--- START MATERIALS PROVIDED ---

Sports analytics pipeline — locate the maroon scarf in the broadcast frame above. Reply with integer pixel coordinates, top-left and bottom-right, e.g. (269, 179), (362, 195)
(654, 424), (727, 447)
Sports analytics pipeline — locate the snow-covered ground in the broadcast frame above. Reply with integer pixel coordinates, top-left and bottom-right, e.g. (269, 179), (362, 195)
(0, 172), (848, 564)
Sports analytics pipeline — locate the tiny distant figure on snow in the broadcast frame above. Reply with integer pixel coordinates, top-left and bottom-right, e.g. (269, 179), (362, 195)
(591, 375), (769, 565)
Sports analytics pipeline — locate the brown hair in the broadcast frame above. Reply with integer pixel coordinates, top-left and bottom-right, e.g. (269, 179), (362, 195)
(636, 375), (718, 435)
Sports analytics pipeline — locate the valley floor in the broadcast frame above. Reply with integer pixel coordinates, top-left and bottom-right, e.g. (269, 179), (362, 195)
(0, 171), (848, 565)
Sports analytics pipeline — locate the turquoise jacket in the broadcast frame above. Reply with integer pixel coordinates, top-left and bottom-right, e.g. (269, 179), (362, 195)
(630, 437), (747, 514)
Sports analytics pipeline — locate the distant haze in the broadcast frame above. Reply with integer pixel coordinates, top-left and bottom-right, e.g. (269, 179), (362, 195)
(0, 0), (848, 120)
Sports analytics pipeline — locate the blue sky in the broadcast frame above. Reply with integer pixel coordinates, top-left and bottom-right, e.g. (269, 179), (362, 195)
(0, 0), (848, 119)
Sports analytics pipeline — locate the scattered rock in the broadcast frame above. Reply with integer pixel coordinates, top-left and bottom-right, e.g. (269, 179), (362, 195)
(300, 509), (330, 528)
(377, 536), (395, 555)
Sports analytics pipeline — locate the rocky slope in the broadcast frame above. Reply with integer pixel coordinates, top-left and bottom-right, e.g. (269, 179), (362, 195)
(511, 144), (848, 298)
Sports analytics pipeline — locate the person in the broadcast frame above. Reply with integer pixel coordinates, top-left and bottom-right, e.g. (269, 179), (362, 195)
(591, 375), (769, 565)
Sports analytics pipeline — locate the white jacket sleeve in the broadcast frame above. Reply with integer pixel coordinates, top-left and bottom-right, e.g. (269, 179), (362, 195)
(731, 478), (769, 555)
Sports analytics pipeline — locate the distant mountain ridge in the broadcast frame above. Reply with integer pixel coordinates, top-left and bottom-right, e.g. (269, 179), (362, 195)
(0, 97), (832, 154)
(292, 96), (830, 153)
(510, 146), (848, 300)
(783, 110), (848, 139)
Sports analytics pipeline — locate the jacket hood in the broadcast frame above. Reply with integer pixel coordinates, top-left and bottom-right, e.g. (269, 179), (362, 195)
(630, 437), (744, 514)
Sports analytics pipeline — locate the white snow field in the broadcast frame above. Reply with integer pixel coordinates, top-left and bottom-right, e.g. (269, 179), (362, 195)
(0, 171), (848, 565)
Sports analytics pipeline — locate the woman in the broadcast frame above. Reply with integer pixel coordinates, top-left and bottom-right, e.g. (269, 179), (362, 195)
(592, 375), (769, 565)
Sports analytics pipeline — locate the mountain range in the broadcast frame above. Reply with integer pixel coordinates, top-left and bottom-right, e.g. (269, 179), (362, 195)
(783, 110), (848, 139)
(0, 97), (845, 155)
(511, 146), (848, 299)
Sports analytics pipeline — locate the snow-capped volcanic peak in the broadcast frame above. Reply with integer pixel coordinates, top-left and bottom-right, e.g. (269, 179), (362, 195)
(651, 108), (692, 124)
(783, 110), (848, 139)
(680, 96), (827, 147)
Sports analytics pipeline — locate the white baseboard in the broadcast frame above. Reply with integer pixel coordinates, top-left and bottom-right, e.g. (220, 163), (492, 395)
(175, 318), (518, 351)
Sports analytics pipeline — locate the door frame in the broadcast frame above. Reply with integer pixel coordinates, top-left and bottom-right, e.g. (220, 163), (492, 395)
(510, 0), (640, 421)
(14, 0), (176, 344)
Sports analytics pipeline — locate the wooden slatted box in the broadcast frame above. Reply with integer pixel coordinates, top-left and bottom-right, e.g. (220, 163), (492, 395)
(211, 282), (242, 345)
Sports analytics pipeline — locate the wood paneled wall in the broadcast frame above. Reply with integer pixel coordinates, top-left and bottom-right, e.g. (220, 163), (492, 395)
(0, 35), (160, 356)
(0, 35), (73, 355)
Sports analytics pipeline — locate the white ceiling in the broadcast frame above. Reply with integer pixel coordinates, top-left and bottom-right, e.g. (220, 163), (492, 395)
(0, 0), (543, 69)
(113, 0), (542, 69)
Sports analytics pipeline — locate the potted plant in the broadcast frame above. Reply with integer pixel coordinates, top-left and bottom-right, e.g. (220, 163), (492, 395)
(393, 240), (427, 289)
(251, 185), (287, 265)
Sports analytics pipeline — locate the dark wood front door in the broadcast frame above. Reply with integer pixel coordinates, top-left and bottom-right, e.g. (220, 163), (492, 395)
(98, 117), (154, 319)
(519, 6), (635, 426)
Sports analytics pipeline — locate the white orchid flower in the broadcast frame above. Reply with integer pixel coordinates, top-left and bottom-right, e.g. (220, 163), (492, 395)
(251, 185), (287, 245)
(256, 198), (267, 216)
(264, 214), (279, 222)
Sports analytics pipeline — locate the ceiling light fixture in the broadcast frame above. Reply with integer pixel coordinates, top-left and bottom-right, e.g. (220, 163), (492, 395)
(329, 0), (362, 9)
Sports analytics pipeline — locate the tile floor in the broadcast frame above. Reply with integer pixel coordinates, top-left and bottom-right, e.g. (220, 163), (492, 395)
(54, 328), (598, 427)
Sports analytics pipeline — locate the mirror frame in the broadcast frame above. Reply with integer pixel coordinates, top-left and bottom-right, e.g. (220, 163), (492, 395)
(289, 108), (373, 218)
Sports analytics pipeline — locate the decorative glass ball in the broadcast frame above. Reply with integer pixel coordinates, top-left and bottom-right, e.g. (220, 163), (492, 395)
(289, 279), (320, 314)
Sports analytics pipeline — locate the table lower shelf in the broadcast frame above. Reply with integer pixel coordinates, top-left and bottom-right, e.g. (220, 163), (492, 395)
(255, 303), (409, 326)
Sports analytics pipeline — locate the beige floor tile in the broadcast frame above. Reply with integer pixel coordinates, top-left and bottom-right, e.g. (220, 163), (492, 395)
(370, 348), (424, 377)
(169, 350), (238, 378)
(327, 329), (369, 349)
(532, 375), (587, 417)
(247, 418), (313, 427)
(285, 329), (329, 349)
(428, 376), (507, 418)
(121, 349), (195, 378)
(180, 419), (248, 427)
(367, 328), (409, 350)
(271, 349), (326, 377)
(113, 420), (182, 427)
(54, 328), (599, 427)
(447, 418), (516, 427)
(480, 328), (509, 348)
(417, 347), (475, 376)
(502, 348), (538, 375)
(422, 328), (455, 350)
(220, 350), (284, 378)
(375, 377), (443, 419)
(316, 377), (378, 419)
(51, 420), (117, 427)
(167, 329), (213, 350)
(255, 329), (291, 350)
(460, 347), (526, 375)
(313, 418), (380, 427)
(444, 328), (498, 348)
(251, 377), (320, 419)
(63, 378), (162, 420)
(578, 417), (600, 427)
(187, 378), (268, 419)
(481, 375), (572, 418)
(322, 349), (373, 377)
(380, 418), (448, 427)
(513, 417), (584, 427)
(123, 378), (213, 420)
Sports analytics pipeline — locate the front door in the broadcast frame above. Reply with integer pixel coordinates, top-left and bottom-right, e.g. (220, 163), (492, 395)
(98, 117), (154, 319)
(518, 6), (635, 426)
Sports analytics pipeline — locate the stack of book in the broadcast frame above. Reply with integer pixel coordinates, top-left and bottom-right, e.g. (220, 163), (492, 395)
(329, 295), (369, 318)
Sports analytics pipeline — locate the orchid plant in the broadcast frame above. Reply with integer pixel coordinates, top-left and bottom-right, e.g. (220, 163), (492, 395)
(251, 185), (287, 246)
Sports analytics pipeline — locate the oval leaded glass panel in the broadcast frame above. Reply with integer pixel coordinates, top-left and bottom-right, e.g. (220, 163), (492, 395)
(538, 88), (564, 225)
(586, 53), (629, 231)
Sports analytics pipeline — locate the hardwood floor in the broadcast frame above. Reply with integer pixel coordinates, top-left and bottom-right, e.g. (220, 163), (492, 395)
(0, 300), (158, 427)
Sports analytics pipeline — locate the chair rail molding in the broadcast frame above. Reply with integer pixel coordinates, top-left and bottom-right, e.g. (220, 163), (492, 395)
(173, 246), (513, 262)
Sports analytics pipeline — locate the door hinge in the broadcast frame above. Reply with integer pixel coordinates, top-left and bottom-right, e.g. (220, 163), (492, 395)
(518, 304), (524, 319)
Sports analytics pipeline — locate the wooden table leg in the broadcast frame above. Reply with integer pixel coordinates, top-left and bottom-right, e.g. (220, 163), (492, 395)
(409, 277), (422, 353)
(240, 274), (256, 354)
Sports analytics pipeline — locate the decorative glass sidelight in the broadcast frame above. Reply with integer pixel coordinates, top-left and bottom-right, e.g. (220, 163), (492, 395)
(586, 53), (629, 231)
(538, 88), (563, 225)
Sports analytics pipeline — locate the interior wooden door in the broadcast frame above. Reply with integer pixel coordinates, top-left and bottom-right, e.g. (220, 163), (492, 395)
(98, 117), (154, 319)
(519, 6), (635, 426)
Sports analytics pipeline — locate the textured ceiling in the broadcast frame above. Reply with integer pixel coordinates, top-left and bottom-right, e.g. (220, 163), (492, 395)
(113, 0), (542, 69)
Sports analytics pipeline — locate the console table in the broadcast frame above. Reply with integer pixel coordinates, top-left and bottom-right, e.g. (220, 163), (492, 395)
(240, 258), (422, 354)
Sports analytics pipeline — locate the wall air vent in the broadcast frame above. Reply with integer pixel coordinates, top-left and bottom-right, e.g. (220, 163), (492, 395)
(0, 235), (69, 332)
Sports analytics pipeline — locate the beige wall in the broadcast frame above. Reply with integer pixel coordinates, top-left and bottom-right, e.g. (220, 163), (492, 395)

--- END MATERIALS PROVIDED ---

**REQUIREMENT:** Report every line in the rows above that contains the string "jacket". Copy each such line in full.

**ANSWER TO THIS PROBLEM:**
Sports analytics pipeline — locate the turquoise jacket in the broadcast frame above. Reply with integer pixel coordinates, top-left and bottom-right, e.g. (269, 179), (362, 195)
Sports analytics pipeline — locate the white jacket sleeve in the broadcast frame above. Reply with integer pixel coordinates, top-left and bottom-right, e.g. (269, 179), (362, 195)
Sports analytics pipeline — locate the jacket hood in the broadcast frame above. Reply with integer pixel coordinates, top-left and bottom-right, e.g. (269, 179), (362, 195)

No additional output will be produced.